SELECTED TEXT:
The dispersion parameter \(\phi (= \sigma^2)\) for the Gaussian family is equal to the residual variance \(\hat \sigma^2 = \sum (y_i -\hat y_i)^2/(n-p-1)\).
summary(foodLM)$sigma
## [1] 0.2765997
summary(foodLM)$sigma^2
## [1] 0.07650739
summary(foodGLM)$dispersion
## [1] 0.07650739
The deviance of a model is defined through the difference of the log-likelihoods between the saturated model (number of parameters equal to the number of observations) and the fitted model:
\[D = 2 \left( l({\boldsymbol{\hat\beta_{sat}}}) - l(\boldsymbol{\hat \beta}) \right) \phi,\]
\(l({\boldsymbol{\hat\beta_{sat}}})\) is the log-likelihood evaluated at the MLE of the saturated model, and \(l(\boldsymbol{\hat \beta})\) is the log-likelihood evaluated at the MLE of the fitted model.
A related quantity is the scaled deviance
\[D^* = D/\phi = 2 \left( l({\boldsymbol{\hat\beta_{sat}}})- l(\boldsymbol{\hat \beta}) \right)\]
If \(\phi=1\) such as in the binomial or Poisson regression models, then both the deviance and the scaled deviance are the same.
The scaled deviance has asymptotic chi-squared distribution with degrees of freedom equal to the change in number of parameters in the models.
\[D^* \sim \chi^2_{n-p-1}\]
Example:
For linear regression with Gaussian data, the deviance is equal to the residual sum of squares RSS: \(\sum (y_i - \hat y_i)^2\).
In the case of Gaussian model:
\[D^* = \frac{RSS}{\sigma^2} = \frac{\sum_{i=1}^n(y_i - \hat y_i)^2}{\sigma^2} \mbox{ is distributed as a } \chi^2_{n-p-1}\]
Deviance residuals
Deviance
\[D = \sum_{i=1}^n d_i\]
\(d_i\) is the component of the deviance contributed by the \(i\)th datum
In the R output, a five-number summary of the deviance residuals is given. Since the response is assumed to be normally distributed these are the same as the residuals returned from lm()

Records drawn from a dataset
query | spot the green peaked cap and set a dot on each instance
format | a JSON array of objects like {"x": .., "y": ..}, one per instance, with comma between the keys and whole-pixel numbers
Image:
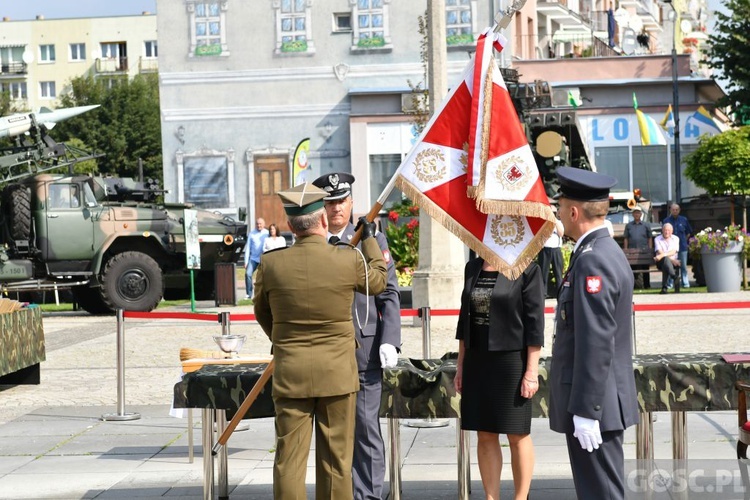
[{"x": 302, "y": 199}]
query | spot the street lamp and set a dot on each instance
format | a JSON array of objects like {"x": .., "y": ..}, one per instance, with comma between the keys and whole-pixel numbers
[{"x": 675, "y": 107}]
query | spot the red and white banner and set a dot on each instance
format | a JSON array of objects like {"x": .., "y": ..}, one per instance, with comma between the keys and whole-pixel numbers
[{"x": 435, "y": 175}]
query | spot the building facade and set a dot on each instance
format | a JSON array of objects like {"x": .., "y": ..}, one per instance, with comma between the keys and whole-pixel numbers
[
  {"x": 242, "y": 85},
  {"x": 38, "y": 58}
]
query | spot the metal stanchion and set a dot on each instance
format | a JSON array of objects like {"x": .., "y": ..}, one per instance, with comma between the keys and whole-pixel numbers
[
  {"x": 394, "y": 436},
  {"x": 464, "y": 462},
  {"x": 221, "y": 424},
  {"x": 121, "y": 415},
  {"x": 207, "y": 434},
  {"x": 424, "y": 313}
]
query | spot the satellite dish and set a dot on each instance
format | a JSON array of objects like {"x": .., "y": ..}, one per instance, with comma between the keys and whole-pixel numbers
[{"x": 549, "y": 144}]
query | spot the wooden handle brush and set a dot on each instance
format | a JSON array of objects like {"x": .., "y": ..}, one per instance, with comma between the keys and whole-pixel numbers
[{"x": 189, "y": 353}]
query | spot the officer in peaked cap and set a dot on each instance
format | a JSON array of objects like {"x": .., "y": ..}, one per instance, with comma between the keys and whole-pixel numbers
[
  {"x": 378, "y": 331},
  {"x": 337, "y": 185},
  {"x": 592, "y": 389},
  {"x": 305, "y": 309}
]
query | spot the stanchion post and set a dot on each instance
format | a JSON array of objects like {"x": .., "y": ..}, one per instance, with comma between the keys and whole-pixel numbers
[{"x": 121, "y": 415}]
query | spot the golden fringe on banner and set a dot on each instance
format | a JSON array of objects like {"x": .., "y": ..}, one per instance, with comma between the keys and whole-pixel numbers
[{"x": 436, "y": 212}]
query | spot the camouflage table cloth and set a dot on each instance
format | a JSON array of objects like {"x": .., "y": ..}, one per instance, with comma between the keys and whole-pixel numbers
[
  {"x": 21, "y": 340},
  {"x": 419, "y": 388}
]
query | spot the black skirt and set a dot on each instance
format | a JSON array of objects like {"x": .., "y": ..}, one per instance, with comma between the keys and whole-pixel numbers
[{"x": 491, "y": 393}]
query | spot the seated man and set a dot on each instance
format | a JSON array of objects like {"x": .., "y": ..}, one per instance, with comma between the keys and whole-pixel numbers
[{"x": 667, "y": 246}]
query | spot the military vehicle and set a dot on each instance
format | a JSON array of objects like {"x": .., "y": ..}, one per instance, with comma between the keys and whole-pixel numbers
[{"x": 106, "y": 239}]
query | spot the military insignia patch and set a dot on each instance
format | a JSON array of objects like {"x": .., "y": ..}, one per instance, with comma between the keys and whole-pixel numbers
[{"x": 593, "y": 284}]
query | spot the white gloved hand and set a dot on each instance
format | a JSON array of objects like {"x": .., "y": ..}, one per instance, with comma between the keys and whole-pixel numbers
[
  {"x": 388, "y": 356},
  {"x": 588, "y": 433}
]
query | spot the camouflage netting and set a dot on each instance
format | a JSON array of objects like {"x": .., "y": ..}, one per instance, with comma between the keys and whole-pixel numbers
[
  {"x": 419, "y": 388},
  {"x": 21, "y": 340}
]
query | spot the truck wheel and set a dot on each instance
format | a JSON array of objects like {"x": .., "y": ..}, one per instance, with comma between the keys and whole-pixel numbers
[
  {"x": 90, "y": 300},
  {"x": 17, "y": 200},
  {"x": 132, "y": 281}
]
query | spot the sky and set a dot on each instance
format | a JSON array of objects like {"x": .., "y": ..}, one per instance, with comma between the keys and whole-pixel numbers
[{"x": 19, "y": 10}]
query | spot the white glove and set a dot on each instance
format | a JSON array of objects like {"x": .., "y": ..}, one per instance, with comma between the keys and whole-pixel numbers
[
  {"x": 388, "y": 356},
  {"x": 588, "y": 433}
]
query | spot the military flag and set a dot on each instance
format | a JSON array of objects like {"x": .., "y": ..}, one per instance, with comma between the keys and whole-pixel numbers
[
  {"x": 473, "y": 128},
  {"x": 650, "y": 133}
]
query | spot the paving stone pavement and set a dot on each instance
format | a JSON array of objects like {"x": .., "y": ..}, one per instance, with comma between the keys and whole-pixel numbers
[{"x": 53, "y": 443}]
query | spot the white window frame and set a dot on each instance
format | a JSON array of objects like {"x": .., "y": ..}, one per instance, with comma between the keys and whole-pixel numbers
[
  {"x": 16, "y": 90},
  {"x": 153, "y": 46},
  {"x": 195, "y": 40},
  {"x": 205, "y": 152},
  {"x": 471, "y": 26},
  {"x": 307, "y": 33},
  {"x": 47, "y": 90},
  {"x": 47, "y": 53},
  {"x": 77, "y": 52},
  {"x": 357, "y": 32}
]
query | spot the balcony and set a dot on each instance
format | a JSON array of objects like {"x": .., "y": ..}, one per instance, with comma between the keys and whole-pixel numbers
[
  {"x": 148, "y": 65},
  {"x": 112, "y": 65},
  {"x": 559, "y": 12},
  {"x": 13, "y": 69}
]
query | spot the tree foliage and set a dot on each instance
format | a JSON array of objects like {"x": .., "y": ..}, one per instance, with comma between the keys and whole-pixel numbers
[
  {"x": 729, "y": 53},
  {"x": 125, "y": 127},
  {"x": 721, "y": 164}
]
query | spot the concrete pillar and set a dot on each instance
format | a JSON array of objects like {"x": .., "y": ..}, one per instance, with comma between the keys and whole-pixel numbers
[{"x": 439, "y": 277}]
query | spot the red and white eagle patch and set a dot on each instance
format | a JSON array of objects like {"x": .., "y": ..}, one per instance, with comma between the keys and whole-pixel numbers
[
  {"x": 593, "y": 284},
  {"x": 387, "y": 256}
]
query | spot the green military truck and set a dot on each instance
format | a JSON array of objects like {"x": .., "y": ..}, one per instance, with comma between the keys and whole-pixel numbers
[
  {"x": 67, "y": 231},
  {"x": 106, "y": 239}
]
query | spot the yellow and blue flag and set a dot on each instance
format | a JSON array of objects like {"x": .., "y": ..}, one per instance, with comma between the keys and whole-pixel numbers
[{"x": 650, "y": 133}]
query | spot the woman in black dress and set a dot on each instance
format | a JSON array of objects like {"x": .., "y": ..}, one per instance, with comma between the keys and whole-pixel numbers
[{"x": 500, "y": 332}]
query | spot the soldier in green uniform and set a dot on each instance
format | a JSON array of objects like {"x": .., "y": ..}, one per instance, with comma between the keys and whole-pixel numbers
[{"x": 303, "y": 301}]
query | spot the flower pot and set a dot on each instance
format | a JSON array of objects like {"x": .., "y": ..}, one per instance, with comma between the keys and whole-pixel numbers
[{"x": 723, "y": 271}]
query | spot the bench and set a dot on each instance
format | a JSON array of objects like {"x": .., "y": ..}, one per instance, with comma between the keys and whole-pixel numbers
[{"x": 641, "y": 261}]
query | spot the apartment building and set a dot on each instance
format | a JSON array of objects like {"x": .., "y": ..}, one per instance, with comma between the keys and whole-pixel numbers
[
  {"x": 243, "y": 83},
  {"x": 38, "y": 58}
]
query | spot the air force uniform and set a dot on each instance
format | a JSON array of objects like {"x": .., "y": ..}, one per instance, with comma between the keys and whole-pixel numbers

SET OF TASKS:
**1)** In the excerpt on deviance, what does the deviance equal for linear regression with Gaussian data?
**2)** List each R expression in the excerpt on deviance that appears with its printed output.
**3)** Write the next part of the excerpt on deviance, picking up after its final sentence.
These data bear no relation to the excerpt on deviance.

RESPONSES PER TASK:
**1)** The residual sum of squares (RSS).

**2)**
- summary(foodLM)$sigma
- summary(foodLM)$sigma^2
- summary(foodGLM)$dispersion

**3)**
.
Null deviance and Residual deviance
The R output shows the deviance of two models:
Null deviance
The null deviance is the deviance between the saturated model and the null model (model with just an intercept). Degrees of freedom are the number of data points \(n\) minus 1 for the intercept.
Residual Deviance
The residual deviance is the deviance between the saturated model and the fitted model. \(n − p - 1\) degrees of freedom, where \(p\) is the number of explanatory variables and 1 comes from the intercept.
The AIC is a measure of fit that penalizes for the number of parameters \(p\)
\[AIC = -2 l + 2(p+1)\] where \(l\) is the maximized log likelihood of the model and \(p+1\) the number of model parameters including the intercept.
Smaller values indicate better fit and thus the AIC can be used to compare models (not necessarily nested).